▶ **TASK TO COMPLETE**
Print verbatim every line starting at the one that contains "For each instance of the white switch" and ending at the final line of the records; include both endpoints.

Region pointing data
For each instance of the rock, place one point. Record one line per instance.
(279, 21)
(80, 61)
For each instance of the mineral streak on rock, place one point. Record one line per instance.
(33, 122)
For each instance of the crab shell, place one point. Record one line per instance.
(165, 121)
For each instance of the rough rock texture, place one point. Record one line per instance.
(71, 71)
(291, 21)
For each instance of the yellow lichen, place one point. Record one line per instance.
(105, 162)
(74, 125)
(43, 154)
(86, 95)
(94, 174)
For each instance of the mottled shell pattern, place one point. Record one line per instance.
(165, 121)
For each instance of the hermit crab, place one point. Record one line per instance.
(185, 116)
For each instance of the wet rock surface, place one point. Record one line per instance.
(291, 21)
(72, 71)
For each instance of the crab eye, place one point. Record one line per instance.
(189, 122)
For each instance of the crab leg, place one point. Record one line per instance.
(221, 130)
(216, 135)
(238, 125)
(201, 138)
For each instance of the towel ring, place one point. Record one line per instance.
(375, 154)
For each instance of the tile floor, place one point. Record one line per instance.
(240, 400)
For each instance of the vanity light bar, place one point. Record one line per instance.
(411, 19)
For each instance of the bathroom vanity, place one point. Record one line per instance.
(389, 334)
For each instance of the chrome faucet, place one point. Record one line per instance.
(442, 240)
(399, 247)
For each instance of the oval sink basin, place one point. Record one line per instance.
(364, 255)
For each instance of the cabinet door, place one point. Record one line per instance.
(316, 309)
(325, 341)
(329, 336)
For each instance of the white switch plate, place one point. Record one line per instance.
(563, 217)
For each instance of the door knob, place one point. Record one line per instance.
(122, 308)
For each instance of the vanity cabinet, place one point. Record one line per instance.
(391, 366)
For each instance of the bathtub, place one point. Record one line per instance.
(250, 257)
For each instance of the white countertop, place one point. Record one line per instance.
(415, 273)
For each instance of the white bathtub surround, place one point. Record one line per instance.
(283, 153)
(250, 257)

▶ **EXERCISE OUTPUT**
For each instance of the white switch plate, place one point. Record one line per instance.
(563, 217)
For each instance of the door knob, place one point. Record one line per instance.
(122, 308)
For each instance of the vanity cabinet, place one point. Record one line per instance.
(391, 366)
For each instance of the bathtub, place one point. Record one line per instance.
(250, 257)
For each instance of the white countertop, place one point. Record one line per instance.
(415, 273)
For each instance of the white bathtub surround, place one point. Record one line per instance.
(283, 153)
(250, 257)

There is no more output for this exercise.